• Work order: Please report every line from the material that contains the word "rough".

• Recorded data:
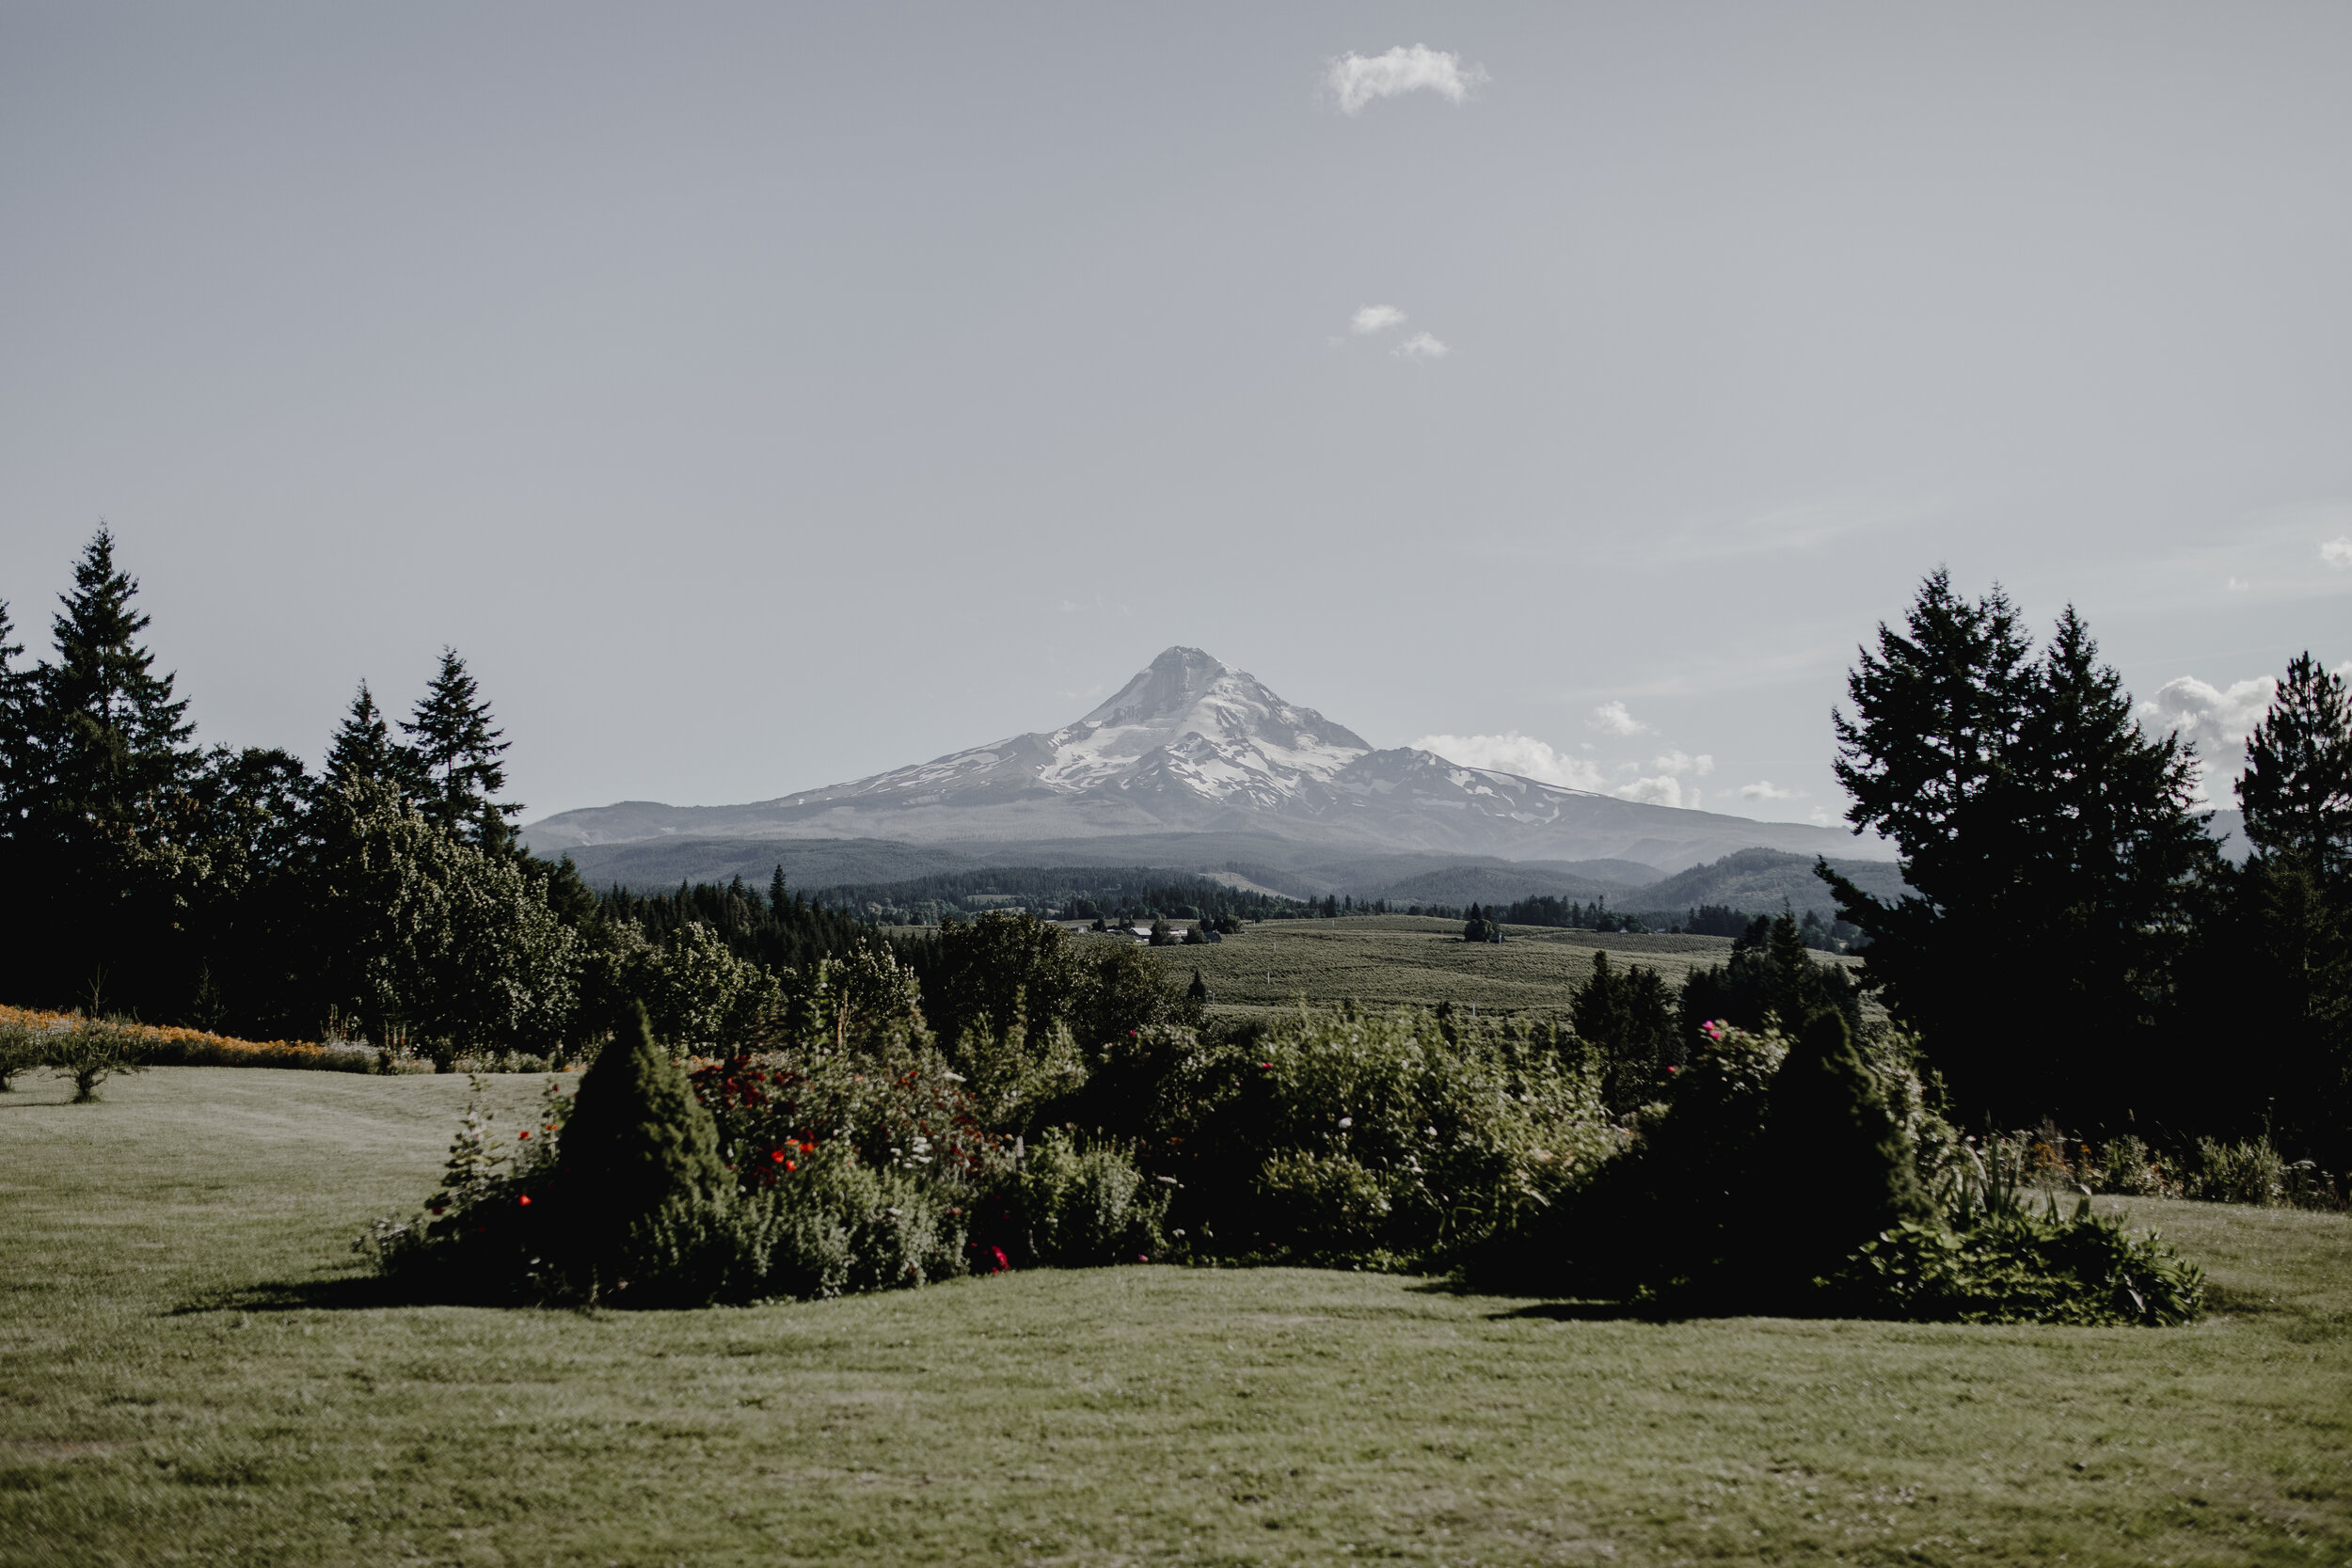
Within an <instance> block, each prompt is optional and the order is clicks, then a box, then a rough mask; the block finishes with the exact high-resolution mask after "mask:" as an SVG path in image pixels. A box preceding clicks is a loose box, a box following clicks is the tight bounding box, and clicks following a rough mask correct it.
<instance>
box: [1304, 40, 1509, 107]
mask: <svg viewBox="0 0 2352 1568" xmlns="http://www.w3.org/2000/svg"><path fill="white" fill-rule="evenodd" d="M1484 80H1486V73H1484V71H1482V68H1479V66H1465V63H1463V56H1461V54H1446V52H1444V49H1430V47H1428V45H1414V47H1409V49H1406V47H1404V45H1397V47H1395V49H1390V52H1388V54H1355V52H1348V54H1341V56H1338V59H1336V61H1331V73H1329V75H1327V78H1324V85H1327V87H1329V89H1331V96H1334V99H1338V108H1341V113H1343V115H1355V113H1362V110H1364V106H1367V103H1371V101H1374V99H1395V96H1397V94H1406V92H1435V94H1437V96H1439V99H1446V101H1449V103H1461V101H1463V99H1468V96H1470V89H1472V87H1477V85H1479V82H1484Z"/></svg>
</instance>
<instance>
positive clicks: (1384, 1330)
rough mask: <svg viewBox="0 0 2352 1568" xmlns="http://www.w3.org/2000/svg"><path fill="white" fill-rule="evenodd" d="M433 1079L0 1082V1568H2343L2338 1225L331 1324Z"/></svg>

• Expected output:
Within an <instance> block, each prompt is optional and the order is clicks, then a box, then a rough mask; the block finishes with the exact high-resolution mask after "mask:" as an SVG path in image pixels. A box preceding clicks is a loose box, a box following clicks is the tight bounding box, and clicks following a rough mask correct it.
rough mask: <svg viewBox="0 0 2352 1568" xmlns="http://www.w3.org/2000/svg"><path fill="white" fill-rule="evenodd" d="M433 1079L0 1082V1568H2343L2338 1225L331 1324Z"/></svg>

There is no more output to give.